- Task item: Please convert the records, from their first line through the line holding "positive clicks: (497, 315)" inclusive, into a numbered list with blank lines left out.

Dataset entries
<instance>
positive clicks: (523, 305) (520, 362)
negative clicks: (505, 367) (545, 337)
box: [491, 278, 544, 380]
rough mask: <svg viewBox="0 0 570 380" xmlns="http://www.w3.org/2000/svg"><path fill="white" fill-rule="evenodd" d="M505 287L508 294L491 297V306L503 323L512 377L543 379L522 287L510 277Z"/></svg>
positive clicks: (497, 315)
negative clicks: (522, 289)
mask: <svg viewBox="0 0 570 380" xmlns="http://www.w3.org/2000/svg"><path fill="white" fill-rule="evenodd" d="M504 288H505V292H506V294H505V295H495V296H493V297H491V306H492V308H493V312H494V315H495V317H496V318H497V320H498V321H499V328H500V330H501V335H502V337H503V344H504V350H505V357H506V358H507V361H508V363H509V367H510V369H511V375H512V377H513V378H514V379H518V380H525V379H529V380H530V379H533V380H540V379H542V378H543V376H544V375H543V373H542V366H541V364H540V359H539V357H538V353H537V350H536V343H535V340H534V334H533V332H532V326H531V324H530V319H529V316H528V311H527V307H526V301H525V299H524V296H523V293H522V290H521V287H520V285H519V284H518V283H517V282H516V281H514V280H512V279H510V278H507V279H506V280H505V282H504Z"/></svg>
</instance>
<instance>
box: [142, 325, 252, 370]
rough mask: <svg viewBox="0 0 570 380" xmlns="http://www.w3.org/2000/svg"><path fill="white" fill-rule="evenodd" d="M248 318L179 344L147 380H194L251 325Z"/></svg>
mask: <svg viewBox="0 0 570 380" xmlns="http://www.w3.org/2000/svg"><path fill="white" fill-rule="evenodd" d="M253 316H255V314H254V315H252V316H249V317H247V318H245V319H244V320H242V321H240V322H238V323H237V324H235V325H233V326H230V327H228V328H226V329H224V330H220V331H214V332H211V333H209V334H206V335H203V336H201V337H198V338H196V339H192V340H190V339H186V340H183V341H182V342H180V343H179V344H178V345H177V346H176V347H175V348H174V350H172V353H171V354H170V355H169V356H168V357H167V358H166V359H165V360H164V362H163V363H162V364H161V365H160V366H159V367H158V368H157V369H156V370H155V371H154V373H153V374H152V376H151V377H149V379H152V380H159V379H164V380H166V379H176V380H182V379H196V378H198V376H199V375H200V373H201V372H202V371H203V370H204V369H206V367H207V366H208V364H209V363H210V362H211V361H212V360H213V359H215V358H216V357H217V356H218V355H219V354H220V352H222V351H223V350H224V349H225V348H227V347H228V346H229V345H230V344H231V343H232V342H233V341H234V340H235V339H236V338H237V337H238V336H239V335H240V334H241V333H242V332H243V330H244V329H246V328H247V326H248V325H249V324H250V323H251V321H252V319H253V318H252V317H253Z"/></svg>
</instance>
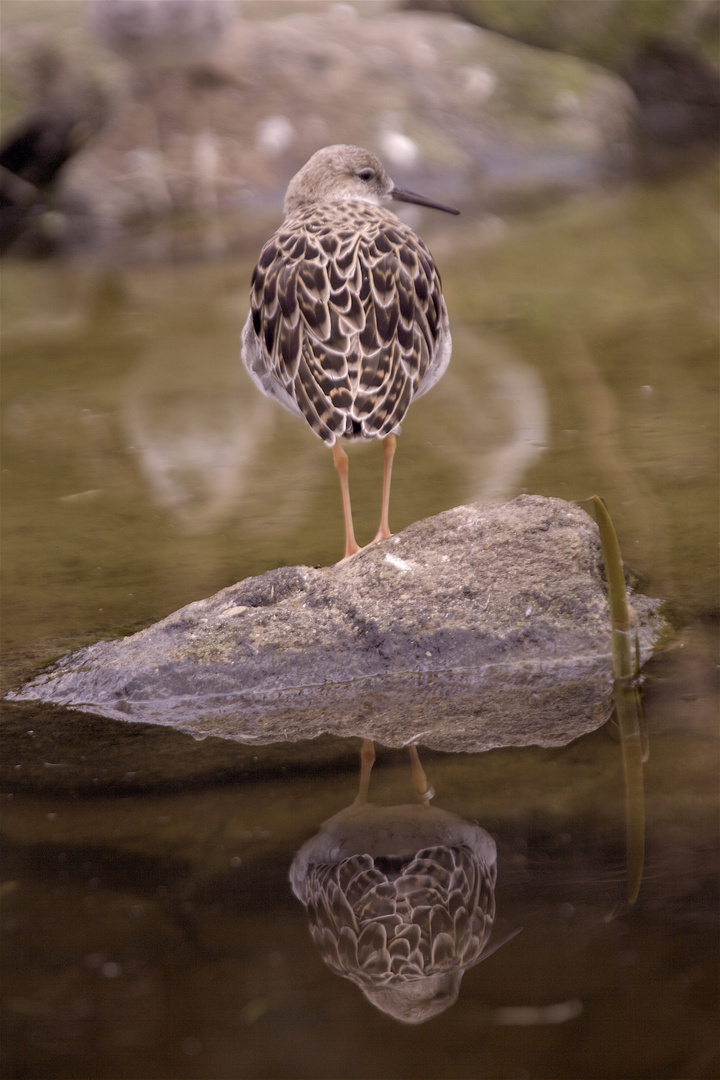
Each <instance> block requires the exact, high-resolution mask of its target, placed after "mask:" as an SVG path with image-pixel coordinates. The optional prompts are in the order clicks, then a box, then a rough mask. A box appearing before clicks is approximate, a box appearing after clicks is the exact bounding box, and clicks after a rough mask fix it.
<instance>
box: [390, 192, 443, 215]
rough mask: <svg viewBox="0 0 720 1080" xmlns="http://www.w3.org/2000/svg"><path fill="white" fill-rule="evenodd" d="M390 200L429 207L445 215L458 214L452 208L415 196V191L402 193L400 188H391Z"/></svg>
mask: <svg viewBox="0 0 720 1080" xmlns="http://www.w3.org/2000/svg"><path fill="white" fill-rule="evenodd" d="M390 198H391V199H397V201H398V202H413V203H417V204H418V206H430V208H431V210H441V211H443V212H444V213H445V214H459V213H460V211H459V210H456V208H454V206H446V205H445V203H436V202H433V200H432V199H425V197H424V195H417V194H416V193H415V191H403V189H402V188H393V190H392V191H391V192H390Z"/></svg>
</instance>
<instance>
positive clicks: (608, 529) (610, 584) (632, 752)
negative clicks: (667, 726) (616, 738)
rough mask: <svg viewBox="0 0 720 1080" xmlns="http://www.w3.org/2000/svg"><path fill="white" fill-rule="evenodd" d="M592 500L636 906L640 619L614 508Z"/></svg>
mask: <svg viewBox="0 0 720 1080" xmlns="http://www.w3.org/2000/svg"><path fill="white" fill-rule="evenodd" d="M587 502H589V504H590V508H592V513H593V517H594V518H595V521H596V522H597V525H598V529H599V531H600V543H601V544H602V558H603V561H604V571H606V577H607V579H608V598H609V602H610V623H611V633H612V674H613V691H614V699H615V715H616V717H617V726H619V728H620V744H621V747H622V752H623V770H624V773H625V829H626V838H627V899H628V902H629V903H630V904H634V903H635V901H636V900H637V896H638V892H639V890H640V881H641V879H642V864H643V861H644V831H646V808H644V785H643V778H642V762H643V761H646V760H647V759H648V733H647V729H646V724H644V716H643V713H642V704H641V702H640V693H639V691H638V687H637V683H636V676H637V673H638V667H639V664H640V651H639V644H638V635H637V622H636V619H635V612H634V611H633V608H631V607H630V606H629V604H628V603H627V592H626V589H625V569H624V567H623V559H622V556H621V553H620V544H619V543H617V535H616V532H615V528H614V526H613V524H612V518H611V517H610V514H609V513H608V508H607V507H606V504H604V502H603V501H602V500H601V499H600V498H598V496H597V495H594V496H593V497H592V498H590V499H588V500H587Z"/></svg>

- Reply:
1. <instance>
2. positive clicks: (523, 305) (520, 362)
3. negative clicks: (505, 367) (545, 337)
4. box: [491, 278, 544, 380]
5. rough mask: <svg viewBox="0 0 570 380" xmlns="http://www.w3.org/2000/svg"><path fill="white" fill-rule="evenodd" d="M505 287L508 294L491 297V306L503 323L512 377L543 379L522 287L510 277Z"/></svg>
6. positive clicks: (497, 315)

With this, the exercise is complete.